Print the full listing exactly.

*DATA FOR THE TASK:*
"""

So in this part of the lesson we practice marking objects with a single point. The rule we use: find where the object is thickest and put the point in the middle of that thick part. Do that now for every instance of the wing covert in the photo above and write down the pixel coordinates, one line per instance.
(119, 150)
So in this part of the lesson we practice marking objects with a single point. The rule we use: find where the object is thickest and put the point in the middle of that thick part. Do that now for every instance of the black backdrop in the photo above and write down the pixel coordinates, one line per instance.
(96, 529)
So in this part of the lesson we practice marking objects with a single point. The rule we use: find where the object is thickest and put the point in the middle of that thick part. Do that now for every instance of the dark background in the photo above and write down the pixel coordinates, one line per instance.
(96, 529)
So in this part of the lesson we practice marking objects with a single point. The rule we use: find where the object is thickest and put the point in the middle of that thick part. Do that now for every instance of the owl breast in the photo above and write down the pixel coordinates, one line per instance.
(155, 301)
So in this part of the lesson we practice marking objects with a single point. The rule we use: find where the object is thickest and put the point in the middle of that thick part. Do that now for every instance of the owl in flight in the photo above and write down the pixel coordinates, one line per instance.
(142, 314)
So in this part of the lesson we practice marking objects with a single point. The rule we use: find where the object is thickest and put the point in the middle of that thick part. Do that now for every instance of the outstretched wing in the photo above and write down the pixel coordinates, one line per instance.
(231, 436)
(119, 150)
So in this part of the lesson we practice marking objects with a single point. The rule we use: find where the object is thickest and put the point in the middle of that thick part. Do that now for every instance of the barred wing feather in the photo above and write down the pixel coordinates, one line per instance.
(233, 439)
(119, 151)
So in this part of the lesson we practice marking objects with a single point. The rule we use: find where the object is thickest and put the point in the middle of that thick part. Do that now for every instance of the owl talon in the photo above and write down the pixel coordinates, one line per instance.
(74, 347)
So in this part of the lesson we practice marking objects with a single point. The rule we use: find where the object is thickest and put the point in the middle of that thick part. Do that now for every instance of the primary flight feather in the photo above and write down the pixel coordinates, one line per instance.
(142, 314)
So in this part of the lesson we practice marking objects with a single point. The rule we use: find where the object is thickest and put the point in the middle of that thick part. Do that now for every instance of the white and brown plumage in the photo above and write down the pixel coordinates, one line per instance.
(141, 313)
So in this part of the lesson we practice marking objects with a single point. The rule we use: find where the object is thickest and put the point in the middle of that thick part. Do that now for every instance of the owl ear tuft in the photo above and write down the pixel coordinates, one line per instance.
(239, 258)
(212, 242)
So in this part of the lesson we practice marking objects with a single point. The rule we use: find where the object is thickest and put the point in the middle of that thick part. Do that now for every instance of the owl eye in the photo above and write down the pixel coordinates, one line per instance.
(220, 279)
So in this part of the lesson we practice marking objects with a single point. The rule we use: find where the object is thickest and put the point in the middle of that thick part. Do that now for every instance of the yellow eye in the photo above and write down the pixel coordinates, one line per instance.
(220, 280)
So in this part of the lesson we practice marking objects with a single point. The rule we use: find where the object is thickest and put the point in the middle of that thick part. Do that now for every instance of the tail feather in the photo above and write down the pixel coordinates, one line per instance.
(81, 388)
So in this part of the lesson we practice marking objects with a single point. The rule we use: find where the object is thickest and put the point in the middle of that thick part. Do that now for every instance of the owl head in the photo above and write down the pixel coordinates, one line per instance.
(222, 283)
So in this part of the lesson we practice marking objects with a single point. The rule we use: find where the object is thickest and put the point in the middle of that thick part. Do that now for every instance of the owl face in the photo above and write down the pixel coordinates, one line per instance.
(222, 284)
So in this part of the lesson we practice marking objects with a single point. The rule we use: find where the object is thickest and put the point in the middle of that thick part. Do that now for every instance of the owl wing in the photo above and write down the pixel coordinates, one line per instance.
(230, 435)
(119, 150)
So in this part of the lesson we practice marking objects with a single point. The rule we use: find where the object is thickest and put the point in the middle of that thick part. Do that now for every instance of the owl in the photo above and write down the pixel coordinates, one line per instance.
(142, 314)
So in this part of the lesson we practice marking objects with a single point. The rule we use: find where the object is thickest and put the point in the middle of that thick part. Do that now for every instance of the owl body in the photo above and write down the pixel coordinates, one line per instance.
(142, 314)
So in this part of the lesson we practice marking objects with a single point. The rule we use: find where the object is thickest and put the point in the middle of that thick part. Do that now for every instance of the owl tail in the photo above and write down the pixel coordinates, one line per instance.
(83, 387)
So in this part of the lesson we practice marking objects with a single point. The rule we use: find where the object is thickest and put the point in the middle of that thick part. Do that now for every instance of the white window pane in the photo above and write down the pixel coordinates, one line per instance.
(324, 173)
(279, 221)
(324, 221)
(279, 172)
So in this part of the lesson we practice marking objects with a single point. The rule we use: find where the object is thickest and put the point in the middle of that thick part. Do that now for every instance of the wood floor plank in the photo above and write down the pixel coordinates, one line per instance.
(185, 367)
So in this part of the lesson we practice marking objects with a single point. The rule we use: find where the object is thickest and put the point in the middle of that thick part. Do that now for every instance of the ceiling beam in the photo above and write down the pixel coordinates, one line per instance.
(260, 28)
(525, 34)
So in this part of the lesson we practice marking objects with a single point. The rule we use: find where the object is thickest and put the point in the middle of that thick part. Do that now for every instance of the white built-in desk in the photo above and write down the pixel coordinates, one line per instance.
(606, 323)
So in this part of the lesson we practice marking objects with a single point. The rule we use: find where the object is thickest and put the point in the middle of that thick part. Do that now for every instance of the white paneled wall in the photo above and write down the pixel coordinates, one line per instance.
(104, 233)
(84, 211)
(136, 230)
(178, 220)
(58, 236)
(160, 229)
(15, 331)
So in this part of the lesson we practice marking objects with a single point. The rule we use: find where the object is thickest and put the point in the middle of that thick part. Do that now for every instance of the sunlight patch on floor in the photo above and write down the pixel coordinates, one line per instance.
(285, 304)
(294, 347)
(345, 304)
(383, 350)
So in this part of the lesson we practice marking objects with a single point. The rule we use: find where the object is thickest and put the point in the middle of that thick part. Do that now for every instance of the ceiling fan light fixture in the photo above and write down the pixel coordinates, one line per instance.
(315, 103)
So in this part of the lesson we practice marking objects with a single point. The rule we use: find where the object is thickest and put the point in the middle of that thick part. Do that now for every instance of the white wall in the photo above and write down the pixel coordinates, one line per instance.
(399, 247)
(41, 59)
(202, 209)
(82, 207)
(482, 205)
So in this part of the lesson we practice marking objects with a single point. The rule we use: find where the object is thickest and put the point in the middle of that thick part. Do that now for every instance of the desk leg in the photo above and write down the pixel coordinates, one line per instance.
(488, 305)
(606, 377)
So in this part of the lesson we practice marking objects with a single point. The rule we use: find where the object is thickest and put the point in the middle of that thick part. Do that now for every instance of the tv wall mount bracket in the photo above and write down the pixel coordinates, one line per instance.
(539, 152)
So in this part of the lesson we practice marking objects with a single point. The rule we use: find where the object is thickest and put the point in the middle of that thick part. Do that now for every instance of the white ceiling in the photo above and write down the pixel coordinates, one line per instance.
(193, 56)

"""

*ANSWER TO THIS TASK:*
So in this part of the lesson we practice marking objects with a single point. The rule we use: find where the object is thickest and put the point in the middle of that thick part. Do that now for every instance of the wing covert in the photo above and write down the pixel coordinates, one line per instance.
(119, 150)
So in this part of the lesson we practice marking objects with a single point. The rule we use: find where the object is thickest and put the point in the middle of that thick part. Do that now for every instance of the black backdrop in the photo above and write down the pixel coordinates, one line per instance.
(96, 529)
So in this part of the lesson we practice marking objects with a single point. The rule we use: find where the object is thickest and put the point in the middle of that thick part. Do that now for every instance of the dark background in the photo above and write down the pixel coordinates, one line per instance.
(96, 529)
So in this part of the lesson we practice marking objects with a single point. The rule we use: find where the object is thickest and put the point in the middle of that thick part. Do that now for every instance of the owl breast in the photo above and write down the pixel coordinates, one line per instance.
(155, 301)
So in this part of the lesson we practice marking objects with a single point. The rule we use: find where the object is thickest and put the point in the middle of that thick part. Do that now for every instance of the owl in flight in the photo above and write down the pixel coordinates, one line per instance.
(142, 314)
So in this part of the lesson we practice marking objects with a single point. The rule we use: find where the object is thickest and put the point in the middle of that thick part. Do that now for every instance of the outstretched wing in the photo above and write down the pixel coordinates, one line per instance.
(231, 436)
(119, 150)
So in this part of the lesson we practice marking objects with a single point. The rule we use: find where the object is thickest and put the point in the middle of that thick part. Do that now for every instance of the barred wing feather in the photo above and write down the pixel coordinates, one line per instance.
(233, 439)
(119, 151)
So in this part of the lesson we practice marking objects with a single point. The rule we use: find where the object is thickest and put the point in the middle of that thick part. Do that now for every instance of the owl talon in the photo above and write down the pixel coordinates, one line per instance.
(74, 347)
So in this part of the lesson we practice marking objects with a single point. The rule we use: find where the object is thickest and put the point in the middle of that thick part. Do that now for every instance of the primary flight feather in the photo above and write down the pixel coordinates, one line per instance.
(142, 314)
So in this part of the lesson we practice marking objects with a single point. The rule we use: find where the object is thickest and put the point in the middle of that thick part. Do that now for every instance of the white and brown plumage in the photo above and write down the pixel coordinates, one line per instance.
(141, 313)
So in this part of the lesson we practice marking objects with a single point. The rule we use: find where the object is thickest and put the point in the middle of that thick part. Do that now for every instance of the owl ear tuft in the photo above and write down the pixel coordinates, one line per instance.
(239, 258)
(212, 242)
So in this part of the lesson we practice marking objects with a single point. The rule we use: find where the object is thickest and put the point in the middle of that thick part. Do that now for every instance of the owl eye in the photo above and write down the pixel coordinates, one line per instance.
(220, 279)
So in this part of the lesson we practice marking objects with a single point. The rule we use: find where the object is thickest and put the point in the middle of that thick part. Do that now for every instance of the yellow eye in the photo above and write down the pixel coordinates, one line per instance.
(220, 280)
So in this part of the lesson we practice marking objects with a single point. The rule we use: find where the object is thickest and put the point in the middle of that thick part. Do that now for every instance of the tail feather in the photo above and write down the pixel coordinates, one line per instance.
(81, 388)
So in this part of the lesson we practice marking objects with a single point. The rule we use: find where the object is thickest and put the point in the middle of that thick part. Do that now for every instance of the owl head in the photo above and write down the pixel coordinates, one line per instance.
(222, 283)
So in this part of the lesson we practice marking objects with a single point. The rule we use: find where the object is thickest and put the point in the middle of that thick part. Do that now for every instance of the owl face in the photo above and write down the pixel coordinates, one line per instance.
(222, 284)
So in this part of the lesson we practice marking objects with a single point. The rule we use: find where the object is thickest and put the point in the middle of that thick part. Do that now for every instance of the owl wing in the photo above and write down the pixel coordinates, one line per instance.
(230, 435)
(119, 150)
So in this part of the lesson we practice marking objects with a single point. The rule we use: find where the object is thickest and put the point in the middle of that thick part. Do that now for every instance of the owl in the photo above and write down the pixel coordinates, one line per instance.
(142, 314)
So in this part of the lesson we practice marking objects with a single point. The rule we use: find where the object is thickest and put the point in the middle of that thick part. Do that now for every instance of the owl body in the photo above and write down the pixel coordinates, one line per instance.
(142, 314)
So in this part of the lesson we practice marking objects with a single point. The rule we use: find where the object is thickest and put the point in the middle of that thick part. Do that now for every instance of the owl tail in the photo above and write down the pixel coordinates, one line per instance.
(83, 387)
So in this part of the lesson we practice marking objects with a single point. The rule we use: find where the object is thickest and put the point in the middle of that thick part. Do that now for every instance of the white window pane in the photo above and write down the pixel coordinates, one line per instance.
(324, 173)
(279, 221)
(324, 221)
(279, 172)
So in this part of the lesson we practice marking objects with a single point. The rule we use: find where the object is thickest and put the point in the middle of that thick part. Do that now for every instance of the wood floor plank in the photo above and write down the pixel coordinates, one line per instance.
(185, 367)
So in this part of the lesson we practice marking objects with a single point. The rule we use: find where the object is thickest and put the point in the middle of that thick part. Do that now for every instance of the ceiling beam in the photo above and write down the pixel coordinates, one line per instance.
(260, 28)
(525, 34)
So in this part of the lesson we practice marking objects with a single point. The rule we use: find where the object is thickest and put the point in the middle of that thick part. Do that now for every instance of the white built-in desk in the photo above and write down the pixel coordinates, one line per instance.
(606, 323)
So in this part of the lesson we practice marking objects with a single point. The rule we use: find where the object is thickest and put the point in the middle of that thick part. Do that now for every instance of the white paneled wall in the photo above and write down the pixel coordinates, one line per instance.
(104, 233)
(84, 211)
(136, 230)
(178, 220)
(58, 236)
(160, 229)
(15, 331)
So in this part of the lesson we practice marking objects with a single point. The rule we use: find where the object is thickest and put the point in the middle of that thick part. Do that now for every instance of the sunlight patch on floor in the photo above and write down the pixel coordinates, one line per instance.
(285, 304)
(294, 347)
(345, 304)
(383, 350)
So in this part of the lesson we practice marking objects with a single point. The rule we use: find where the object is thickest and put the point in the middle of that thick part. Do that now for every instance of the ceiling fan light fixture in the photo above and write down the pixel coordinates, one line per instance.
(315, 103)
So in this part of the lesson we practice marking objects with a single point. The rule we use: find where the object is thickest and put the point in the middle of that thick part. Do that now for every instance of the white wall in the photo above and write down the pixel coordinates, one line per instance.
(399, 247)
(41, 59)
(202, 209)
(82, 207)
(482, 205)
So in this part of the lesson we practice marking objects with a single point. The rule we use: find where the object is thickest and put the point in the middle of that thick part. Do that now for every instance of the desk leg in the photo above and write down the pixel coordinates, one line per instance.
(488, 305)
(606, 377)
So in this part of the lesson we practice marking objects with a single point. The rule we use: find where the object is thickest and put the point in the middle of that thick part. Do that now for every instance of the tv wall mount bracket in the photo above and write down the pixel coordinates, one line per instance.
(539, 152)
So in this part of the lesson we practice marking objects with a single point. The rule we use: find where the object is thickest and put the point in the middle of that thick part. Do that now for every instance of the white ceiling in the photo above and write down the pixel coordinates, one line per instance.
(193, 56)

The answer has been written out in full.